▶ [Task list]:
1) According to the GM rice article, how many rice field trials in China did the researchers analyze?
2) Retype the part of the GM rice article that opens with the words containing "Genetically modified rice" and closes with "Chinese researchers say.".

▶ [Text]:

Genetically modified rice beneficial, says study
Himalayan News Service
Los Angeles, April 30:
Field trials have shown that genetically modified (GM) rice yields higher output, lowers pesticide use and reduces pesticide-related health problems, US and Chinese researchers say.
The researchers conducted an economic analysis of data from eight rice field trials in China, Xinhua reported. The study aims at determining whether GM rice was helping farmers reduce pesticide use in the fields, increasing yield and having any identifiable health effects on the farmers growing the GM rice strains. Huang Jikun and Hu Ruifa at the Chinese Academy of Sciences, Scott Rozelle from the University of California and Carl Pray form Rutgers University conducted the joint study. The field trials involved two insect-resistent GM rice strains that have been in pre-production field trials since 2001. “This paper studies two of the four GM varieties that are now in farm-level pre-production trials, the last step before commercialisation,” said co-author Pray.

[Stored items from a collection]
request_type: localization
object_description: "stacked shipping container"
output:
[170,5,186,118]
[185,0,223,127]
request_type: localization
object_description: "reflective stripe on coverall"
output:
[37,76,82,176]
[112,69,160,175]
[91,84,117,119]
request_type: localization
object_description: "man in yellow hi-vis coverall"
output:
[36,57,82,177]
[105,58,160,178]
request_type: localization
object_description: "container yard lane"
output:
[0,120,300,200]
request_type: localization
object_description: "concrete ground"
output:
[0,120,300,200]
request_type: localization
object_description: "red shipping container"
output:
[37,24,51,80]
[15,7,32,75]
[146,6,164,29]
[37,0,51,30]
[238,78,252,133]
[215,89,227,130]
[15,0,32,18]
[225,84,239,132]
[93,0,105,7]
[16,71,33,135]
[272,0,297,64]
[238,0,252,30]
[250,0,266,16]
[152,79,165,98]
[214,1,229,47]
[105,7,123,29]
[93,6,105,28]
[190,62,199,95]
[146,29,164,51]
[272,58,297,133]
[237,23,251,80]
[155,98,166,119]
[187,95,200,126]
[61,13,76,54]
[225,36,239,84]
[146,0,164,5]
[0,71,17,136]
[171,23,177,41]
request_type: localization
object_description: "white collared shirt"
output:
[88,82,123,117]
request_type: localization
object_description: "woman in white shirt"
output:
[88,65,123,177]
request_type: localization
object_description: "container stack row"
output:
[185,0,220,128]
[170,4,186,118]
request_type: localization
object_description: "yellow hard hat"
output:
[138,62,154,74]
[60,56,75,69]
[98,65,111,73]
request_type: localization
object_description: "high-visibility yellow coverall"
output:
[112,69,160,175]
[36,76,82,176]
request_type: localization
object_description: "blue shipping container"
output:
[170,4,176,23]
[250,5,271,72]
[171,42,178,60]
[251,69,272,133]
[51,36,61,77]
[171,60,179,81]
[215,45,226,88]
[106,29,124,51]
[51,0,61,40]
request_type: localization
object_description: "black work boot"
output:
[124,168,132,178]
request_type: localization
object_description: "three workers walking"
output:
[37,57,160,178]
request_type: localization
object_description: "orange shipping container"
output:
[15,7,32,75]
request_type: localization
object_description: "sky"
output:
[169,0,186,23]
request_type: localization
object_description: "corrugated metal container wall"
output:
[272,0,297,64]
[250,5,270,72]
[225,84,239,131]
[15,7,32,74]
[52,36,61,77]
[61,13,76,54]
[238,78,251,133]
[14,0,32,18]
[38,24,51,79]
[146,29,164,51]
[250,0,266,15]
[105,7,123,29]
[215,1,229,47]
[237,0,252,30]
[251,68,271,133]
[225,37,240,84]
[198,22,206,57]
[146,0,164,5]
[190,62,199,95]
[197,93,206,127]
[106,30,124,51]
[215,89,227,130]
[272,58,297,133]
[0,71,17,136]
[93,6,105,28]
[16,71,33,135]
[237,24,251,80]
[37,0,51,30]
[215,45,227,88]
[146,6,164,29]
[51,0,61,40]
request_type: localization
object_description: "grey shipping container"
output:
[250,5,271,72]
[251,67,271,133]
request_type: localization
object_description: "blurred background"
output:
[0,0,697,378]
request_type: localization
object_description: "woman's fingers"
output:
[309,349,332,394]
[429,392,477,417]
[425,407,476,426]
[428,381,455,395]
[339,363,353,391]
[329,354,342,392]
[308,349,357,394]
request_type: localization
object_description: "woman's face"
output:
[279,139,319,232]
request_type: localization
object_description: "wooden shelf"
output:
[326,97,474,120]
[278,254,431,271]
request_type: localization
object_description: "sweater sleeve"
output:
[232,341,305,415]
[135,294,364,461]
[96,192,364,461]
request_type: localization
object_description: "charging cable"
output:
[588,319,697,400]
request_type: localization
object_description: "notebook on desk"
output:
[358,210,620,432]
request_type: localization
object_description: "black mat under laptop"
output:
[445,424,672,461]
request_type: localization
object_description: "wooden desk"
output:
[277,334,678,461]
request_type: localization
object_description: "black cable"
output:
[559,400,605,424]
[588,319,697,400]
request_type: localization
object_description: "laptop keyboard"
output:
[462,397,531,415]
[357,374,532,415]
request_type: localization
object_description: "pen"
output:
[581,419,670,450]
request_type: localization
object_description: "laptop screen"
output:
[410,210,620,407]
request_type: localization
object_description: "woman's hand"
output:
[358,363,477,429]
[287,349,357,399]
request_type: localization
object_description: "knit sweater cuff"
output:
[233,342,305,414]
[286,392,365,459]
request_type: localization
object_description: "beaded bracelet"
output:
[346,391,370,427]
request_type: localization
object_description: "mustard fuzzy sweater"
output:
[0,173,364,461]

▶ [Answer set]:
1) Eight.

2)
Genetically modified rice beneficial, says study
Himalayan News Service
Los Angeles, April 30:
Field trials have shown that genetically modified (GM) rice yields higher output, lowers pesticide use and reduces pesticide-related health problems, US and Chinese researchers say.